(Records from a collection)
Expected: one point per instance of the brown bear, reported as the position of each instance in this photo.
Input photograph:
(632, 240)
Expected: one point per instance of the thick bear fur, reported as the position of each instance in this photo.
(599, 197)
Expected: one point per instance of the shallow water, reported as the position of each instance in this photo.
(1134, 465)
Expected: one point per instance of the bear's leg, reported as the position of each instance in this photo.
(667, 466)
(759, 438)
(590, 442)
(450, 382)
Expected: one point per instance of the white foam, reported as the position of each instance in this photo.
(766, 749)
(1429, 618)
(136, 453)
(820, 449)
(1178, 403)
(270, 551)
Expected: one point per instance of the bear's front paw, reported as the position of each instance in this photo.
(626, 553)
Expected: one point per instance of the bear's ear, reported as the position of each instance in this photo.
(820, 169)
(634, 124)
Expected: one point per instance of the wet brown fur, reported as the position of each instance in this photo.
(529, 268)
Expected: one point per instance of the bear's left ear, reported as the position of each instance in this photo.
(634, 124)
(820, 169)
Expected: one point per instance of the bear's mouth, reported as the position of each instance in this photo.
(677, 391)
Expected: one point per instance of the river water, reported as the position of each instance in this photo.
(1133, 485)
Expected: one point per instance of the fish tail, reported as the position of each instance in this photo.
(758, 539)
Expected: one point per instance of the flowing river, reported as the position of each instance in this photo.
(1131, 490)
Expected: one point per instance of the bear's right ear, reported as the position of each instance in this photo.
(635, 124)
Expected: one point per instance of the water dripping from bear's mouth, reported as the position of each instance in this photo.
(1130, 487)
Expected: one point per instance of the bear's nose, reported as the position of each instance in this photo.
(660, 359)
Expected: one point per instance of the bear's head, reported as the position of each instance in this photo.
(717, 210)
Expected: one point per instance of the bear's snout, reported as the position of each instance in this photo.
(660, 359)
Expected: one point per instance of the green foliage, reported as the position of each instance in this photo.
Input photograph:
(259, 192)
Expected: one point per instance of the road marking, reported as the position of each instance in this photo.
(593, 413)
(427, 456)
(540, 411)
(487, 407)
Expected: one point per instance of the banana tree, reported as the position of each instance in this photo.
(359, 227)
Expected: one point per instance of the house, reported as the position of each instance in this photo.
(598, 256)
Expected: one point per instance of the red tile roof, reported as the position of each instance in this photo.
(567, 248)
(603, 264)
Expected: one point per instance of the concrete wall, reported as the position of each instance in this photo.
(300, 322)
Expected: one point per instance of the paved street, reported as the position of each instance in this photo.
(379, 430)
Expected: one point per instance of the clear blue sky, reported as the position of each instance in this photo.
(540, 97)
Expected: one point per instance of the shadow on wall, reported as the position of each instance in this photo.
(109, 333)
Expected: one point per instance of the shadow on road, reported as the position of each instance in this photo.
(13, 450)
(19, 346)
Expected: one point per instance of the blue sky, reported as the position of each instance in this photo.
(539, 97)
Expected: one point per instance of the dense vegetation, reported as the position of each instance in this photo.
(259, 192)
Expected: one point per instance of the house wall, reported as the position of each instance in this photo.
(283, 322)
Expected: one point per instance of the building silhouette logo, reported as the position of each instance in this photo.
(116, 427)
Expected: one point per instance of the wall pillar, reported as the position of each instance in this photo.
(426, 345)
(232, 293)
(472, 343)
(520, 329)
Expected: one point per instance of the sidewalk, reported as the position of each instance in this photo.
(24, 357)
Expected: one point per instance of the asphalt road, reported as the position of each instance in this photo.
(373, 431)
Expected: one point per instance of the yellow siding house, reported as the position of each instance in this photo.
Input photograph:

Short task | Reproduce the entries above in full by retyping them exactly.

Reply to the task |
Expected: one point per instance of the brown bear, reported as the position of each instance in this photo.
Input photograph:
(632, 240)
Expected: one point per instance of the thick bear fur, reported as the position of each instance in this photo.
(599, 197)
Expected: one point per instance of the shallow water, reported as the position of each instance in this photo.
(1134, 465)
Expected: one point per instance of the bear's leg, reported as the position of each instance in this photo.
(667, 466)
(759, 438)
(590, 442)
(450, 382)
Expected: one point per instance of the white foam, reported as the position of each instance in this photo.
(766, 749)
(1429, 618)
(136, 453)
(820, 449)
(1178, 403)
(270, 551)
Expected: one point per instance of the bear's front paw, reported as the position of each instance in this photo.
(626, 553)
Expected: one point per instance of the bear's ear, reported as the position of each instance in this photo.
(820, 169)
(634, 124)
Expected: one point per instance of the wet brown fur, reported as the position of each instance in this photo.
(529, 268)
Expected: one point per instance of the bear's left ear, reported as the position of each instance in this photo.
(634, 124)
(820, 169)
Expected: one point per instance of the bear's mouth, reported as the position of each instance in this photo.
(677, 391)
Expected: one point per instance of the river water, reported as the position of each instance in this photo.
(1133, 485)
Expected: one point per instance of the fish tail, reported as the position of each instance in this photo.
(758, 539)
Expected: one point per instance of the flowing river, reported as the position of each instance in this photo.
(1131, 490)
Expected: one point per instance of the bear's right ear, reported as the position of each instance in this photo.
(635, 124)
Expected: one point per instance of the water dripping from bear's mouth, reported as the position of each instance in this photo.
(1130, 487)
Expected: one point per instance of the bear's nose, reported as the position of each instance in this photo.
(660, 359)
Expected: one point per instance of the bear's head, reported as the position of each instance in this photo.
(717, 210)
Expected: one point per instance of the bear's snout, reported as the position of each instance in this photo.
(660, 359)
Expected: one point per instance of the green foliage, reported as the position of each instance in this photo.
Input photograph:
(259, 192)
Expected: one point per instance of the road marking, reported as the position of each instance in this photo.
(593, 413)
(427, 456)
(540, 411)
(487, 407)
Expected: one point per instance of the banana tree, reported as the position of each instance in this photo.
(359, 227)
Expected: one point per instance of the house, reported as the position of each instance in this photo.
(598, 256)
Expected: one point per instance of the red tile roof, reported as the position of each instance in this photo.
(567, 248)
(603, 264)
Expected: one point per instance of the concrete wall, reported as the position of each instance in this photo.
(300, 322)
Expected: one point per instance of the paved street, reported as the position of each instance in this photo.
(379, 430)
Expected: one point per instance of the clear blue sky, reported as the position of each instance in this photo.
(540, 97)
Expected: one point per instance of the shadow on wall, reported as the position of each instance in this photo.
(109, 333)
Expected: one point per instance of the shadow on road, reported as the position of each instance in this photo.
(13, 450)
(19, 346)
Expected: one point per instance of the blue sky, reported as the position of each instance in this photo.
(539, 97)
Expected: one point per instance of the dense vegetation, reported as the position of each instance in this photo.
(259, 192)
Expected: one point per instance of the house wall, reported as the position of each instance in this photo.
(283, 322)
Expected: one point per instance of the building silhouette logo, reported as the position of each instance in this photo.
(116, 427)
Expected: one point per instance of the wall pillar, reported as the position of each instance in this photo.
(426, 345)
(232, 293)
(472, 343)
(520, 329)
Expected: one point per instance of the sidewalk, reported as the position of each instance in this photo.
(24, 357)
Expected: one point per instance of the asphalt road, reported as the position of each instance in this photo.
(373, 431)
Expected: one point per instance of the yellow siding house, reported as the position of each instance in this photo.
Input photograph:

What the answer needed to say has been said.